▸ **RECORDS FOR THIS EXERCISE**:
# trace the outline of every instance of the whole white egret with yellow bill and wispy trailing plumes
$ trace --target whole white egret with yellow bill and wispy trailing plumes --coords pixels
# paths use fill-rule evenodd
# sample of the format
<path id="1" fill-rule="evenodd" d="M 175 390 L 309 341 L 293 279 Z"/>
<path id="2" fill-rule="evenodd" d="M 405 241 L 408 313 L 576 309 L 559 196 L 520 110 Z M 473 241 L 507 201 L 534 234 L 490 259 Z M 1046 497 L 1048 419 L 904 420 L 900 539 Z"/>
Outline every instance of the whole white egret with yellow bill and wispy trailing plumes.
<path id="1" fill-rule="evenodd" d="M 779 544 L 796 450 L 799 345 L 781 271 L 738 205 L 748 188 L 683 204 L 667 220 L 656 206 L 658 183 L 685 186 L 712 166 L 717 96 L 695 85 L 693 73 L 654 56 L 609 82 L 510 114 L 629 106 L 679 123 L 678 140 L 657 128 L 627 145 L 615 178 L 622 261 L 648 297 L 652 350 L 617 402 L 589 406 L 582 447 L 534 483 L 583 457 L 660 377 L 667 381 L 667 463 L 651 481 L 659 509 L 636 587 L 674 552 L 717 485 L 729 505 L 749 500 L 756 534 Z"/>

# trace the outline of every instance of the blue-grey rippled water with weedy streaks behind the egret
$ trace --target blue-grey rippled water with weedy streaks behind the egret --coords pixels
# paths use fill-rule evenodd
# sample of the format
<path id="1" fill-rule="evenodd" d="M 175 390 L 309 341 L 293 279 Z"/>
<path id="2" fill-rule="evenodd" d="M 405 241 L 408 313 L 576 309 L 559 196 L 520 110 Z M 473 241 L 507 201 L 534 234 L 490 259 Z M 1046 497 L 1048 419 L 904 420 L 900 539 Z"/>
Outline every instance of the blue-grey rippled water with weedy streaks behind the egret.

--

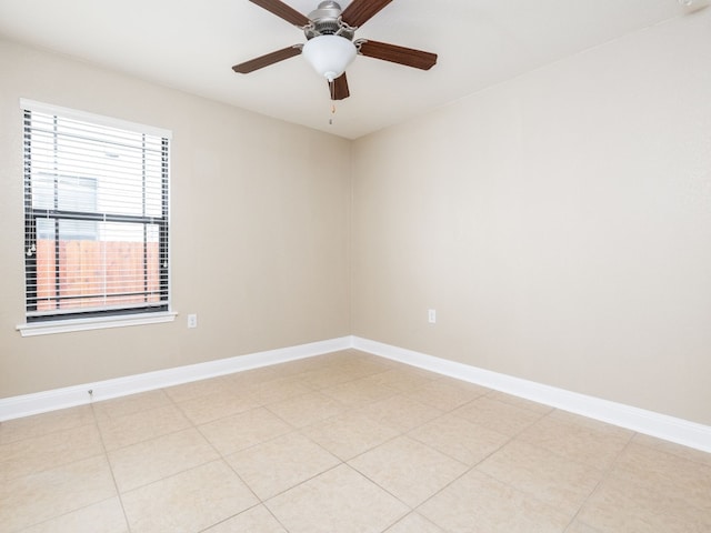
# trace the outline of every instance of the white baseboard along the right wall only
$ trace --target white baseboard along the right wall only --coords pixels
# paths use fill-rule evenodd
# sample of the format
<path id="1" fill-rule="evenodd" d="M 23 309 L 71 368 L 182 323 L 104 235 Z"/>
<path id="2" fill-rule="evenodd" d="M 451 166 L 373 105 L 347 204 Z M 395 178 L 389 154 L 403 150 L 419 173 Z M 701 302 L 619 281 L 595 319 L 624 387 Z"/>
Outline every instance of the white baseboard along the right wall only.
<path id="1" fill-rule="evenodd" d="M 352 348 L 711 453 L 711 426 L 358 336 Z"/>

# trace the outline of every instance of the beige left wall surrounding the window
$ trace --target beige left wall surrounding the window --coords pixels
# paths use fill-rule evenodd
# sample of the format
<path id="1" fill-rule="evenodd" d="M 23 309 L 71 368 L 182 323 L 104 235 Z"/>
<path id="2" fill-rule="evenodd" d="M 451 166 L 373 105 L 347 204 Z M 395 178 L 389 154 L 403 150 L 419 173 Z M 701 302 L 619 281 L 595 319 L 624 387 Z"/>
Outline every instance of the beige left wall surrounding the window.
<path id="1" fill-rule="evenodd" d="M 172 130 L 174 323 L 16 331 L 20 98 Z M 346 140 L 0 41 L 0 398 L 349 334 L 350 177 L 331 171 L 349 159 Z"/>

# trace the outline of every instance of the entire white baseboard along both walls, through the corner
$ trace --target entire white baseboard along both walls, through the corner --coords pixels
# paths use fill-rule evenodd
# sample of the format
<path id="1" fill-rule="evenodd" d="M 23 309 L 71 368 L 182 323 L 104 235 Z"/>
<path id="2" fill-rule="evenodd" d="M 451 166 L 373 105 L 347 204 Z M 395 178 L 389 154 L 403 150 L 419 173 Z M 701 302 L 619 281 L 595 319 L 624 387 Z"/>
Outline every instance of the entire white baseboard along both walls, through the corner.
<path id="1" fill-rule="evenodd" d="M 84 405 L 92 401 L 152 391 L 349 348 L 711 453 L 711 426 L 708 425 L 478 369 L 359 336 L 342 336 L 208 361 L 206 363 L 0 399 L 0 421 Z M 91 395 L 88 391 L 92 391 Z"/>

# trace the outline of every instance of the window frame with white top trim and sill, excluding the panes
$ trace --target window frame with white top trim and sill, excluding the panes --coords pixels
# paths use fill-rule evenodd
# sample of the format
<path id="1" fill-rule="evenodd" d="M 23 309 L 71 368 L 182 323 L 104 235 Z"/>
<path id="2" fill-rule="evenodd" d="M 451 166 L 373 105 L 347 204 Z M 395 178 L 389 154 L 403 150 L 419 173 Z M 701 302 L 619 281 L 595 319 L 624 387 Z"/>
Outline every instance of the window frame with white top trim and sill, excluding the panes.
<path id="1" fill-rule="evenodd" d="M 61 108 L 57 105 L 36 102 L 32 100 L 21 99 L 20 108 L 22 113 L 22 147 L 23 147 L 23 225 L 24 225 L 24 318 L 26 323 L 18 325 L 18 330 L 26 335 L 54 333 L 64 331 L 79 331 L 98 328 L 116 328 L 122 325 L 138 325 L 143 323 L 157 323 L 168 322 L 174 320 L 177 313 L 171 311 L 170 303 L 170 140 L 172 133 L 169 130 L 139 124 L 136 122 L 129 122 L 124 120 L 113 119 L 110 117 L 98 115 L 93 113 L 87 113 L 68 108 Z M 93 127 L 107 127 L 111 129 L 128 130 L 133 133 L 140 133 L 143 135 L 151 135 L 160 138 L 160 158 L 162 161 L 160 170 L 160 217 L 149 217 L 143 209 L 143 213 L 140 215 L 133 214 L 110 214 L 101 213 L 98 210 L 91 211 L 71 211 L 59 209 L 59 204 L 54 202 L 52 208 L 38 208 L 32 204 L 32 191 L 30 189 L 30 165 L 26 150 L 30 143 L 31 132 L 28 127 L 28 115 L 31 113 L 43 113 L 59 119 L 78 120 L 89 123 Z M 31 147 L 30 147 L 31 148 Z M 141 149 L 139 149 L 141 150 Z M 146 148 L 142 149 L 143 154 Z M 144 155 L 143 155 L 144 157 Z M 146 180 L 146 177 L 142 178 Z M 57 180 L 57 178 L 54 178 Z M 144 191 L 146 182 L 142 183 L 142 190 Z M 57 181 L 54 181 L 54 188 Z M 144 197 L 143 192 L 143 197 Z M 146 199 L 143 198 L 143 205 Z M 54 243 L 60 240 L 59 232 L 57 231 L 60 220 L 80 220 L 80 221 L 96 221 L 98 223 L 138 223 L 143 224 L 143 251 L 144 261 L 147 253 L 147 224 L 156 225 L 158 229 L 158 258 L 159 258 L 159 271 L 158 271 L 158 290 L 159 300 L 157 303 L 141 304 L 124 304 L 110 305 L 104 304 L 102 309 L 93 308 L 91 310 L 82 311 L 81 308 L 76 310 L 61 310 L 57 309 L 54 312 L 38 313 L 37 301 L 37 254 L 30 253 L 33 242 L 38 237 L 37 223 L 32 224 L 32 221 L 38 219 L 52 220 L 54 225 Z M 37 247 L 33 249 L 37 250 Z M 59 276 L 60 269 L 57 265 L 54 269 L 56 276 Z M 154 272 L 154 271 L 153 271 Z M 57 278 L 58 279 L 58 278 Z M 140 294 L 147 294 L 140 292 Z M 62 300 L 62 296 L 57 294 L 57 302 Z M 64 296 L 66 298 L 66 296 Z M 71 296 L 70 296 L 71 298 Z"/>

▸ **WHAT THE TASK ASKS**:
All lines of the listing holding the string "streaks" must be returned, copied as they stand.

▸ **WRITTEN ANSWER**:
# trace the outline of every instance of the blue-grey rippled water with weedy streaks behind the egret
$ trace --target blue-grey rippled water with weedy streaks behind the egret --coords pixels
Outline every instance of the blue-grey rippled water with weedy streaks behind the egret.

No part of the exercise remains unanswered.